**TO DO**
Report how many lines in the listing below contain the string "rear". Give only the number.
══ EXCERPTED DATA ══
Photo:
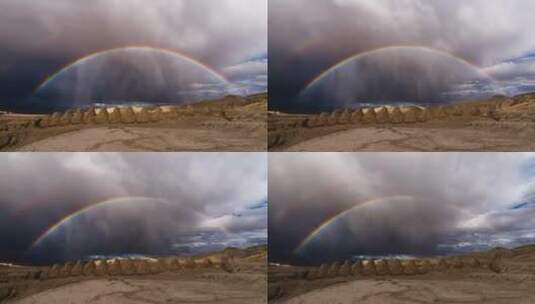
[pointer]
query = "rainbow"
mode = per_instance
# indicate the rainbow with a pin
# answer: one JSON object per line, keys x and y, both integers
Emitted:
{"x": 111, "y": 201}
{"x": 398, "y": 47}
{"x": 88, "y": 57}
{"x": 333, "y": 219}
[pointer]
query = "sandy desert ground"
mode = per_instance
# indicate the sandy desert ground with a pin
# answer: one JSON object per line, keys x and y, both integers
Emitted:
{"x": 500, "y": 276}
{"x": 498, "y": 124}
{"x": 230, "y": 124}
{"x": 242, "y": 279}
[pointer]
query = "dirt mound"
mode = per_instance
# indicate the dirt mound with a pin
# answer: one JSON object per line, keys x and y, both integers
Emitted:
{"x": 102, "y": 116}
{"x": 411, "y": 114}
{"x": 332, "y": 271}
{"x": 115, "y": 116}
{"x": 368, "y": 116}
{"x": 395, "y": 267}
{"x": 368, "y": 268}
{"x": 143, "y": 116}
{"x": 77, "y": 269}
{"x": 114, "y": 268}
{"x": 381, "y": 115}
{"x": 127, "y": 115}
{"x": 142, "y": 267}
{"x": 127, "y": 267}
{"x": 66, "y": 118}
{"x": 100, "y": 267}
{"x": 90, "y": 116}
{"x": 396, "y": 116}
{"x": 65, "y": 271}
{"x": 345, "y": 269}
{"x": 409, "y": 267}
{"x": 77, "y": 117}
{"x": 357, "y": 116}
{"x": 356, "y": 268}
{"x": 381, "y": 267}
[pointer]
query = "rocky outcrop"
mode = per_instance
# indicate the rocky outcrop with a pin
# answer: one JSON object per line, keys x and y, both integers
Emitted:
{"x": 126, "y": 267}
{"x": 396, "y": 267}
{"x": 143, "y": 115}
{"x": 397, "y": 115}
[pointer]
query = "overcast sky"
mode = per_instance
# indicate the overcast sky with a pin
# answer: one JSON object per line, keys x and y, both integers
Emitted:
{"x": 494, "y": 37}
{"x": 39, "y": 38}
{"x": 421, "y": 204}
{"x": 171, "y": 204}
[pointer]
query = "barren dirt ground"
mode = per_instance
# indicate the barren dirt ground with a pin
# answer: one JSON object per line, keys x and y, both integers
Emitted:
{"x": 390, "y": 138}
{"x": 216, "y": 287}
{"x": 497, "y": 276}
{"x": 127, "y": 139}
{"x": 432, "y": 290}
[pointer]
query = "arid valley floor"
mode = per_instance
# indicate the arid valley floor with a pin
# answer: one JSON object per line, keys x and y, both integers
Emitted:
{"x": 230, "y": 124}
{"x": 497, "y": 276}
{"x": 231, "y": 276}
{"x": 497, "y": 124}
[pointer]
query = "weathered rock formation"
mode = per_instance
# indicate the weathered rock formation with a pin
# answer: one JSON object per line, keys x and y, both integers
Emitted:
{"x": 405, "y": 114}
{"x": 394, "y": 267}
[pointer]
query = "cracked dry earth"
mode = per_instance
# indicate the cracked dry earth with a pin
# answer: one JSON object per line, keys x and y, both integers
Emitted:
{"x": 422, "y": 139}
{"x": 395, "y": 291}
{"x": 131, "y": 139}
{"x": 247, "y": 288}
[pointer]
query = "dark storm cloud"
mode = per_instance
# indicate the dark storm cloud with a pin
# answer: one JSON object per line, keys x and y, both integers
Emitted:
{"x": 38, "y": 38}
{"x": 455, "y": 200}
{"x": 206, "y": 204}
{"x": 306, "y": 38}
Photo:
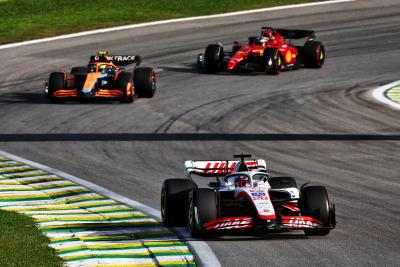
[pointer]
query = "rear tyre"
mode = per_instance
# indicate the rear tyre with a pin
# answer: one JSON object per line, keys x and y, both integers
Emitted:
{"x": 313, "y": 55}
{"x": 124, "y": 83}
{"x": 175, "y": 201}
{"x": 272, "y": 61}
{"x": 145, "y": 82}
{"x": 213, "y": 57}
{"x": 316, "y": 204}
{"x": 202, "y": 209}
{"x": 56, "y": 82}
{"x": 282, "y": 182}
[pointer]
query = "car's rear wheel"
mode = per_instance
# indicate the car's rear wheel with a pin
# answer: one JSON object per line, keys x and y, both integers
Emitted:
{"x": 273, "y": 61}
{"x": 316, "y": 204}
{"x": 202, "y": 209}
{"x": 313, "y": 54}
{"x": 124, "y": 83}
{"x": 213, "y": 57}
{"x": 145, "y": 82}
{"x": 56, "y": 82}
{"x": 282, "y": 182}
{"x": 175, "y": 201}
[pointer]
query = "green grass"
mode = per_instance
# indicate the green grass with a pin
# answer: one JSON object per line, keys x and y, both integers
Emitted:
{"x": 32, "y": 19}
{"x": 22, "y": 244}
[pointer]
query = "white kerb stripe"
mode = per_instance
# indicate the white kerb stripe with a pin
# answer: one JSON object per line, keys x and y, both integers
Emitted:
{"x": 379, "y": 94}
{"x": 205, "y": 256}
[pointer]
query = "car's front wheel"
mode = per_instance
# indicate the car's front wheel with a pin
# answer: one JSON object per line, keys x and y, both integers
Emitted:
{"x": 202, "y": 209}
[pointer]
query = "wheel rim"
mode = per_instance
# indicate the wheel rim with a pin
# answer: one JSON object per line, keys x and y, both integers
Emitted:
{"x": 153, "y": 82}
{"x": 191, "y": 216}
{"x": 163, "y": 204}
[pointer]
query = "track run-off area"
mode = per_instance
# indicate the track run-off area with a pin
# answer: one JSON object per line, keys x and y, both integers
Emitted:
{"x": 320, "y": 126}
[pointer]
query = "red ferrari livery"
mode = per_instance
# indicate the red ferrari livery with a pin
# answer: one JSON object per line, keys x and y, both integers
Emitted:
{"x": 271, "y": 52}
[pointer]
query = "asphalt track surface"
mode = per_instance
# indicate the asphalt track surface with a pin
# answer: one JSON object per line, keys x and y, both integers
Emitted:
{"x": 320, "y": 126}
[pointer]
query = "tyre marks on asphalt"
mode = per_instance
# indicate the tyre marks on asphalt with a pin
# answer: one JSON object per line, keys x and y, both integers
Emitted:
{"x": 86, "y": 228}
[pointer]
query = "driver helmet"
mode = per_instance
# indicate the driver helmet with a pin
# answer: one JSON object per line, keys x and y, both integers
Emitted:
{"x": 242, "y": 181}
{"x": 268, "y": 33}
{"x": 102, "y": 68}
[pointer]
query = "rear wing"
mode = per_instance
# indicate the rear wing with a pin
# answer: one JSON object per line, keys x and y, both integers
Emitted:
{"x": 118, "y": 60}
{"x": 293, "y": 34}
{"x": 213, "y": 168}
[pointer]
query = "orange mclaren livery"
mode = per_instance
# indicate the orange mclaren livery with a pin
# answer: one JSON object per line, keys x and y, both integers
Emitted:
{"x": 103, "y": 78}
═══
**COMPLETED TASK**
6